[TASK INPUT Boundary: Start]
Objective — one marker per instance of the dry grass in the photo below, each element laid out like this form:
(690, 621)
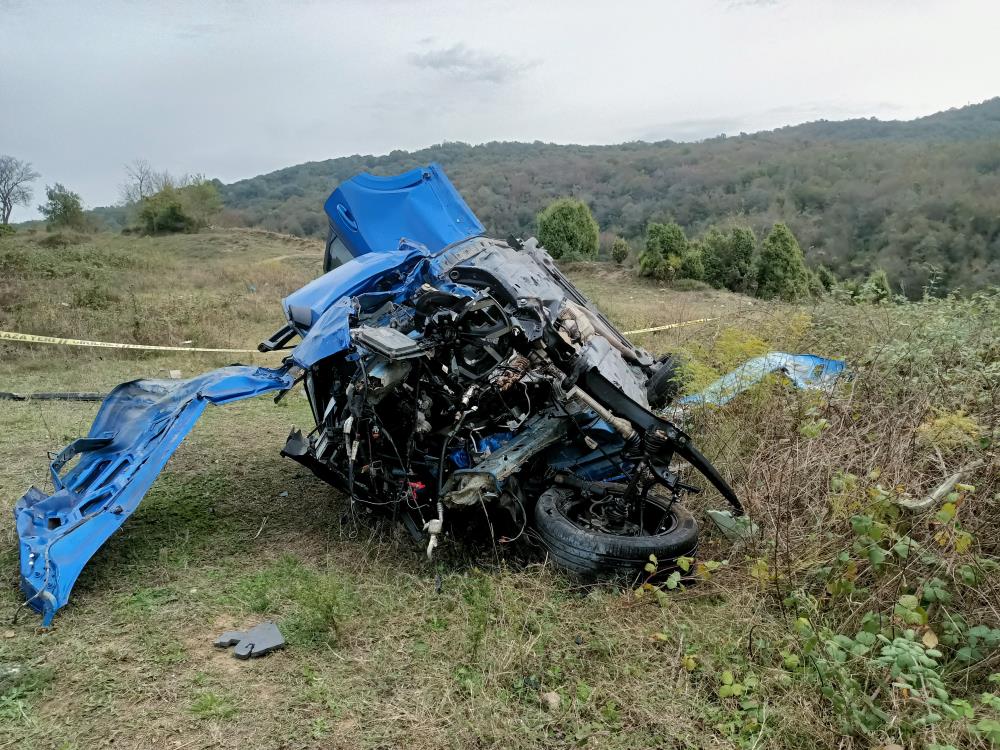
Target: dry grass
(377, 658)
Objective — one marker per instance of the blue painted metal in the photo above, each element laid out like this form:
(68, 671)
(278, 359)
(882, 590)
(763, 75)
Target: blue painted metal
(803, 370)
(137, 429)
(305, 306)
(372, 214)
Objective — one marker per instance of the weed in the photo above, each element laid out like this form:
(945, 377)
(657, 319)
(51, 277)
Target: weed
(209, 705)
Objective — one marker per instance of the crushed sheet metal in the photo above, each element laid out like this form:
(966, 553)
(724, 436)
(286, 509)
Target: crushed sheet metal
(137, 429)
(805, 371)
(31, 338)
(668, 326)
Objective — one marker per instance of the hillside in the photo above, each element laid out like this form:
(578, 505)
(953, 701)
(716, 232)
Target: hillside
(816, 631)
(907, 196)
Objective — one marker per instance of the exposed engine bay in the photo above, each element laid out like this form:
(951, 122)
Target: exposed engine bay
(447, 372)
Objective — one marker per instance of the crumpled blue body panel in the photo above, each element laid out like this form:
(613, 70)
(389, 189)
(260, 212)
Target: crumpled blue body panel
(803, 370)
(372, 214)
(137, 429)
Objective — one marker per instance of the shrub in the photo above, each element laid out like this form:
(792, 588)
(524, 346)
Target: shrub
(180, 209)
(567, 229)
(62, 208)
(691, 266)
(728, 258)
(619, 250)
(665, 248)
(781, 270)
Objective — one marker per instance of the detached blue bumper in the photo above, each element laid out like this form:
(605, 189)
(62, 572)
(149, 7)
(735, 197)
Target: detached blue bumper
(139, 426)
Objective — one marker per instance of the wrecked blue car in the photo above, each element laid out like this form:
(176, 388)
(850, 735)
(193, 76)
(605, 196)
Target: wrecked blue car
(450, 375)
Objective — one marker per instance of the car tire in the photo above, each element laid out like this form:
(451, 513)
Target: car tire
(600, 555)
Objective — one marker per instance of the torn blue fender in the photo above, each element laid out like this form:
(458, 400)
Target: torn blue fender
(803, 370)
(137, 429)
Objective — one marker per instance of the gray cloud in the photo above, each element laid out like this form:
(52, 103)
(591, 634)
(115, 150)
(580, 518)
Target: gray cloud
(461, 62)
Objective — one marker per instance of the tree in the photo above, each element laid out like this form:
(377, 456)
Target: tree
(142, 182)
(876, 288)
(16, 177)
(728, 258)
(715, 257)
(826, 277)
(619, 250)
(742, 249)
(665, 248)
(691, 265)
(781, 269)
(568, 230)
(180, 209)
(63, 208)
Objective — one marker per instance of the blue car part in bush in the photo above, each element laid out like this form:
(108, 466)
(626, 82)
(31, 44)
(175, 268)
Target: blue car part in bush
(137, 429)
(803, 370)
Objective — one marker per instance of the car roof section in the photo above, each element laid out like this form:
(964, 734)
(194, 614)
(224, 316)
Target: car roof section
(372, 214)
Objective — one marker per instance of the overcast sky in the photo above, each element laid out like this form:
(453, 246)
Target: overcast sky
(235, 88)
[TASK INPUT Boundary: End]
• **WORK INSTRUCTIONS**
Verbatim repeat, images removed: give each entry again exactly as it reads.

• **FINAL ANSWER**
Objective — one marker per instance of the dry grass in the photo below, each element laid out like this form:
(690, 621)
Target: dry grass
(377, 658)
Objective — one marker per instance of the blue painted metal in the photo above, each element laid out like this form:
(68, 671)
(278, 359)
(882, 590)
(763, 75)
Target: blue painted metal
(803, 370)
(137, 429)
(305, 306)
(372, 214)
Objective — one marker per instance of the weed in the photo above, each element laid out like this form:
(945, 377)
(657, 319)
(51, 277)
Target: weed
(209, 705)
Objective — one marker per instance of the crushed sheet metal in the photo above, each element laid out like this form:
(966, 553)
(724, 436)
(286, 509)
Target: crushed sheet metal
(137, 429)
(805, 371)
(31, 338)
(668, 326)
Objective — one marker per instance of the hillside in the photo above, each element laid out like this form:
(578, 505)
(953, 701)
(716, 232)
Target: hillside
(816, 631)
(907, 196)
Objective — one marker per instance of the exposed engine bay in the photo above, each element laid out like this form:
(951, 122)
Target: exposed engine bay
(447, 372)
Objective — one marker per instance of the crumpled blue body panel in the photo above, each element laid out like this form:
(613, 70)
(389, 189)
(260, 212)
Target: crumpled blue body panel
(803, 370)
(372, 214)
(137, 429)
Objective — one marker per instance of the shrub in the photo above, each element laid out like this form:
(792, 588)
(524, 346)
Target: shrub
(180, 209)
(567, 229)
(62, 208)
(691, 266)
(728, 258)
(619, 250)
(665, 248)
(781, 270)
Objective — one marker per instance of the detached blue bumper in the photo above, each element laid out like this form:
(605, 189)
(62, 572)
(149, 7)
(735, 197)
Target: detached blue bumper
(139, 426)
Objective — one marker per instance of the wrecked blue car in the photo above, each element laid out like this form:
(176, 388)
(850, 735)
(193, 76)
(605, 196)
Target: wrecked blue car
(450, 375)
Objective — one marker per instance of the car tire in the photo above, each element laid out like this form:
(451, 513)
Target: car tire
(600, 555)
Objective — one marker per instance of the torn blue fender in the photo above, each element laid out like this form:
(458, 400)
Target: torn blue fender
(803, 370)
(137, 429)
Objective — one marker per instance of the gray cloud in the photo above, each element laid out like this form:
(52, 103)
(591, 634)
(115, 150)
(580, 518)
Target: gray cloud
(461, 62)
Objective — one marker per instance of the tree in the photo above, each element laid out like this form:
(377, 456)
Target: tree
(142, 182)
(876, 288)
(16, 177)
(728, 258)
(715, 257)
(826, 277)
(619, 250)
(742, 249)
(665, 248)
(691, 265)
(781, 269)
(568, 230)
(180, 209)
(63, 208)
Objective — one marker per instance of the blue car part in bush in the photo above, each element laid out like this form:
(108, 466)
(626, 82)
(31, 44)
(175, 268)
Target: blue car part in bush
(137, 429)
(803, 370)
Objective — one marker per instance of the car roof section in the photo above, each element laid out like this form:
(964, 734)
(194, 614)
(224, 316)
Target: car roof section
(372, 214)
Objective — one marker per instance of the overcast sky in the photo above, each element laid out like this form:
(453, 246)
Target: overcast sky
(235, 88)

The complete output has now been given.